• **DO THIS**: Rewrite the entries below as a numbered list, leaving out any blank lines.

• **AVAILABLE RECORDS**:
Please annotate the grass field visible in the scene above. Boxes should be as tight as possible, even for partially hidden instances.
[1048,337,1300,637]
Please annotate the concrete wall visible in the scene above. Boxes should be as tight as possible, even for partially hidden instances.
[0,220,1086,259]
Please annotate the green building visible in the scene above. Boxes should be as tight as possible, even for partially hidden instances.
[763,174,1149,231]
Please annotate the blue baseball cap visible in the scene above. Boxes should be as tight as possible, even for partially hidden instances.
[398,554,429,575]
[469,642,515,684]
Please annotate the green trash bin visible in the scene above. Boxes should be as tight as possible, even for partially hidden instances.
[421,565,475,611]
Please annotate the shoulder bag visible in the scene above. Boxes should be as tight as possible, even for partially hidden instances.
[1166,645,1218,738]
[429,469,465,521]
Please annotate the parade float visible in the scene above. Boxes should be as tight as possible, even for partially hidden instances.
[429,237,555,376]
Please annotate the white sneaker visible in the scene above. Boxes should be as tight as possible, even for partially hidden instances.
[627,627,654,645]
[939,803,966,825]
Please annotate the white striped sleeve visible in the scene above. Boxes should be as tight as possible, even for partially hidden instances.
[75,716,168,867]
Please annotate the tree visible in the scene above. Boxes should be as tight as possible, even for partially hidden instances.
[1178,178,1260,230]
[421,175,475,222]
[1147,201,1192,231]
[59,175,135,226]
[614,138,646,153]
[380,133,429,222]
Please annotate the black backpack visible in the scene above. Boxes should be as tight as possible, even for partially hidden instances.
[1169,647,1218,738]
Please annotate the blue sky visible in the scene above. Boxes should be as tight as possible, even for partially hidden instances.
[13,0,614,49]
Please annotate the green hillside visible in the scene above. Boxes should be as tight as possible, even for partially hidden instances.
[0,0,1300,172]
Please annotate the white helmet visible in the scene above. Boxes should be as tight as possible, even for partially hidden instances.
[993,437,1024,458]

• **TASK SOLUTION**:
1. Please annotate the grass field visible in the scene above. Boxes should be as tight as possible, even for partially hidden instances.
2. [1048,337,1300,637]
3. Please annotate the concrete wall visible in the scene above. Boxes should be as tight as possible, even for partially hidden instances.
4. [0,220,1086,259]
5. Please annotate the green building visible in the scene above. Boxes should be as tight as possible, even for partially hidden instances.
6. [763,174,1149,231]
7. Please annotate the blue baseball cap visible in the scene above. Boxes should be as tight as possible, even for partially hidden instances.
8. [398,554,429,575]
9. [469,642,515,684]
10. Please annotate the green trash bin visible in the scene above. Boxes should be as tight as possible, even for partially hidden instances.
11. [421,565,475,611]
12. Please annotate the shoulder bag visible in the scene above. Boxes should be as tight as possible, even for partially hidden instances.
13. [1166,645,1218,738]
14. [429,469,465,521]
15. Please annotate the parade float visible in the scene above. Boxes should be as tight as possible, even for partially hidden instances.
16. [429,237,555,376]
17. Please annotate the white sneaker visible in the scene above. Boxes should be as tight as possible, even for partially hidden instances.
18. [627,627,654,645]
19. [939,803,966,825]
20. Please annotate the white striped sleeve visible in the scene above. Boxes should be as tight as possible, even for partially hidden instances.
21. [75,716,168,867]
22. Please annotate the tree visible in the scene above. Boxes should be as tight as possible, even for partially hidden instances.
23. [1178,178,1260,230]
24. [421,175,475,222]
25. [1147,201,1192,231]
26. [59,175,135,226]
27. [614,138,646,153]
28. [380,133,429,222]
29. Please annotate the black backpack visible in the scene above. Boxes should be as tight as possible, even for partially hidden instances.
30. [1169,647,1218,738]
31. Please annotate the blue sky visible in the scene above. Boxes should be as tight as possible, even for partially hidden instances.
32. [13,0,614,49]
33. Please annotate the green hillside visible in the scene above. Boxes should be as tight as possible, even for partially hidden instances.
34. [0,0,1300,172]
35. Please annotate the white helmet visible in the scene above. Boxes should be as tight as possible, even for partially hidden instances.
36. [993,437,1024,458]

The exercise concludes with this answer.